In your copy, reproduce each entry exactly and include no picture.

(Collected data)
▼

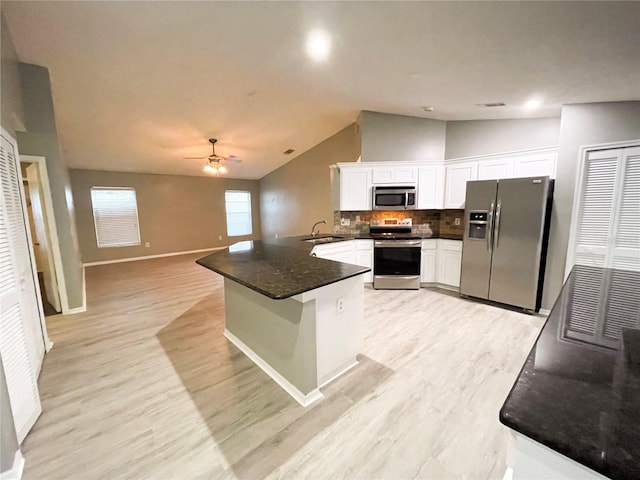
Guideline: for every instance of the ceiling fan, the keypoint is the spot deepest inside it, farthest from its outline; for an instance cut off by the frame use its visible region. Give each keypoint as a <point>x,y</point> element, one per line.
<point>215,163</point>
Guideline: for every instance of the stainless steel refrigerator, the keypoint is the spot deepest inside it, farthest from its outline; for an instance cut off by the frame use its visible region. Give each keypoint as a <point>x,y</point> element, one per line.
<point>505,240</point>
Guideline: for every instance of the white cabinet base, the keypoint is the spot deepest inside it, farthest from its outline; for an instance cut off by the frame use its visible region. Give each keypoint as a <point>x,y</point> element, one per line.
<point>301,342</point>
<point>530,460</point>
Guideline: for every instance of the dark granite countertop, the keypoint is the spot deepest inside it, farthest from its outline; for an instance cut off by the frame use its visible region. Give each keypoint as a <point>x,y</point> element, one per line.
<point>579,391</point>
<point>417,235</point>
<point>279,268</point>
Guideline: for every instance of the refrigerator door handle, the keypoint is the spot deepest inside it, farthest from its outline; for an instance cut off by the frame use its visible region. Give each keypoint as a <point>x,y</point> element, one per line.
<point>490,230</point>
<point>497,230</point>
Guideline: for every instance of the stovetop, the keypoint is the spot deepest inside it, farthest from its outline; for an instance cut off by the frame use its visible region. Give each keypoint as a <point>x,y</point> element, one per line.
<point>395,236</point>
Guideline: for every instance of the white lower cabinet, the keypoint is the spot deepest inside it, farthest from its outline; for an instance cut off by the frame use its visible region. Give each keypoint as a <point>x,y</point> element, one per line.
<point>364,257</point>
<point>449,262</point>
<point>428,261</point>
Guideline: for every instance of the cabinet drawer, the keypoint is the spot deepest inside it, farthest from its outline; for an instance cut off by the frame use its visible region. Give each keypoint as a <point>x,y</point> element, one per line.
<point>429,244</point>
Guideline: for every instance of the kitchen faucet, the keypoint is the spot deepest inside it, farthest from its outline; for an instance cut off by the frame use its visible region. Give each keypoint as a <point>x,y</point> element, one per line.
<point>315,232</point>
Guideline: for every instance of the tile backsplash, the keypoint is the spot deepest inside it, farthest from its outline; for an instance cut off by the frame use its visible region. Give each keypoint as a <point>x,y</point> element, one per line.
<point>425,222</point>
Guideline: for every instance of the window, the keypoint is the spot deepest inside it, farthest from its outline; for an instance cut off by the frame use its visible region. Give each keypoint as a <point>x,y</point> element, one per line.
<point>115,214</point>
<point>238,207</point>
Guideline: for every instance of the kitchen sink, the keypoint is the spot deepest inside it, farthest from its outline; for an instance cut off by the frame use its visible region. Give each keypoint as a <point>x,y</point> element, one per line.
<point>322,239</point>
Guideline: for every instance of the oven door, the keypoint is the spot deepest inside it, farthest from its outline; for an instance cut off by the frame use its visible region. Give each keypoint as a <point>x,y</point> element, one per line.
<point>396,258</point>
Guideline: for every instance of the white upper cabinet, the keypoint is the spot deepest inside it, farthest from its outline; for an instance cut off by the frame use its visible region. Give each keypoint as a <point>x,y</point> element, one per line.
<point>430,187</point>
<point>395,175</point>
<point>355,188</point>
<point>495,168</point>
<point>457,176</point>
<point>535,164</point>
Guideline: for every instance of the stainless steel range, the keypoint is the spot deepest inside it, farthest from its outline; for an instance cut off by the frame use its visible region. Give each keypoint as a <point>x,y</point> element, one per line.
<point>396,255</point>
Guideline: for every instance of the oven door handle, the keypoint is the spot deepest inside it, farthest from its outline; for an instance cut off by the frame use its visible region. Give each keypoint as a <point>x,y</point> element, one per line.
<point>397,243</point>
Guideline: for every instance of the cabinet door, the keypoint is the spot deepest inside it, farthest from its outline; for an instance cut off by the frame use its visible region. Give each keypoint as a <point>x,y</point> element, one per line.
<point>449,262</point>
<point>364,258</point>
<point>457,177</point>
<point>394,175</point>
<point>428,266</point>
<point>495,169</point>
<point>430,187</point>
<point>383,175</point>
<point>355,189</point>
<point>542,164</point>
<point>407,175</point>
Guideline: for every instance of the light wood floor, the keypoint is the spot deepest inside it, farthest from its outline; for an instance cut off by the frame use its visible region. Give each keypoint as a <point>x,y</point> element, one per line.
<point>144,386</point>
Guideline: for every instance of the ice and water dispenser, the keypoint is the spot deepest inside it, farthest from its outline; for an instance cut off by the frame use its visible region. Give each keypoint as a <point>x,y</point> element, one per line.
<point>478,224</point>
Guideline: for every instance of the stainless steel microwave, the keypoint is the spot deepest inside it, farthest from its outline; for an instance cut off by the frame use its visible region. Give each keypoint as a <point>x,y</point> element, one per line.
<point>394,198</point>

▲

**Reply**
Guideline: for every instance of the ceiling fan, the keypoint is the spot deepest inside it, farthest from its outline; for an instance cut off by the frame use its visible region. Give each keypoint as a <point>x,y</point> element, one per line.
<point>215,163</point>
Guideline: for every instance of the stainless steel refrigerator, the keypoint is the spot deepest inside it, farthest from its outline; for an instance cut off by the frame use its visible region. Give each keypoint as a <point>x,y</point> element, one per line.
<point>505,240</point>
Guideline: for every instance of the white cabinet base, the keypoint is the spot deepest inside it, farthest from its outline; for an instance cut off by the frame use its visible region. Give each keypoint as a <point>x,y</point> element, one per line.
<point>301,342</point>
<point>530,460</point>
Guideline: for every instance of the dark granite countertop, the keypoint is the spot deepest inside it, farthest from its outline; for an instance cut off by the frame use its visible region. Give each keypoint as a <point>x,y</point> element, one per line.
<point>579,391</point>
<point>417,235</point>
<point>279,268</point>
Guideline: for every instance of the refrigerator door handle, the keypoint is the spot deepest inside it, farthest from its outline; for an instance cut off by the frame use its visible region. Give each keypoint as a <point>x,y</point> element, one per line.
<point>490,230</point>
<point>497,230</point>
Guideline: for every instance of the stovetop, the keypoint is the spot deepest inside it, farthest from its outline; for an instance cut off by the frame use its visible region. Give each keypoint as a <point>x,y</point> element, one per line.
<point>395,236</point>
Guideline: for every instance of the white lower cabinet, the keypoint is the spot deepest inside it, farthest from its outline; for an instance cut off by the frame use its visible region. Give each keypoint as a <point>x,y</point> element, one per line.
<point>364,257</point>
<point>449,262</point>
<point>428,261</point>
Guideline: for every instance of the cabinet drawer, the keypoint is the spot deepest inside it, farthest from its outline; for an instance cut off by the frame use its visible region. Give each keypoint as a <point>x,y</point> element, one per line.
<point>429,244</point>
Guideline: for every instance of the kitchen faucet, the keypoint is the spot deepest inside it, farthest from its outline; for an instance cut off by the frame use its visible region. Give each keypoint as a <point>x,y</point> element, one per line.
<point>315,232</point>
Guideline: for every instance of the tile backsplash, the keypoint is the spot deepest inside it, farthest from its outline; for an instance cut off by the frame use its visible region. Give each keypoint as a <point>x,y</point> element, one per line.
<point>425,222</point>
Guideline: for every instance of the window, the keypoint is the spot deepest inside it, farthest from its outline; for an instance cut off by the frame use its visible region. Give each keypoint as a <point>x,y</point> element, one per line.
<point>115,214</point>
<point>238,207</point>
Guideline: for every instance of the kitchen sink, the keypoint is the spot deepest inside it, farthest from its outline; for an instance cut off by the frame use its visible region. Give each keypoint as a <point>x,y</point> element, one per line.
<point>322,239</point>
Guideline: for every instance of the oven door, the keypoint is the spot deepest inside it, farthest from its outline; for an instance cut off by the frame use its visible region. Give each keypoint as a <point>x,y</point> element, one per line.
<point>396,258</point>
Guideline: for every instance of the white upper cabinet, the keypoint is the spot deepest inside it, farthest from its outline; for an instance cut off by the frame use its visible region. Give each keypoint as a <point>x,y</point> element, one per line.
<point>430,187</point>
<point>395,175</point>
<point>355,188</point>
<point>495,168</point>
<point>457,176</point>
<point>535,164</point>
Guideline: for every instance of the stainless steel range, the keypoint is the spot deepest inside it, farthest from its outline; for an instance cut off by the frame use its visible region. Give each keypoint as a <point>x,y</point> element, one per line.
<point>396,255</point>
Guideline: for every instance of the oven door handle, the keypoint is the spot deepest inside it, farthest from its outline; for an instance cut off by the frame use its visible region. Give each keypoint as a <point>x,y</point> element, one per line.
<point>397,243</point>
Guideline: for every instance of the cabinet door, the keypoint is the spot deepest inside it, farthest from its outline; for an instance cut off by the frame use its visible region. Give each keypoint as a <point>x,y</point> element, one per line.
<point>449,262</point>
<point>364,258</point>
<point>457,177</point>
<point>394,175</point>
<point>428,266</point>
<point>495,169</point>
<point>430,187</point>
<point>383,175</point>
<point>355,189</point>
<point>542,164</point>
<point>407,175</point>
Guideline: for every instance of the light wood floor, the keypoint is the spot deepest inside it, farthest from its outline; for an instance cut off by the frame use its visible region. Give each keypoint as a <point>x,y</point> element, one per line.
<point>144,386</point>
Guideline: for every instance of the ice and water dispenser, the keypoint is the spot deepest inside it, farthest from its outline; for an instance cut off by the frame use its visible region. Give each keypoint as a <point>x,y</point> element, one per line.
<point>478,224</point>
Guideline: for every instance of the stainless steel microwave, the keypoint is the spot deepest inside it, farthest from its outline; for an instance cut off by the frame use its visible region. Give each keypoint as a <point>x,y</point> element, one per line.
<point>394,198</point>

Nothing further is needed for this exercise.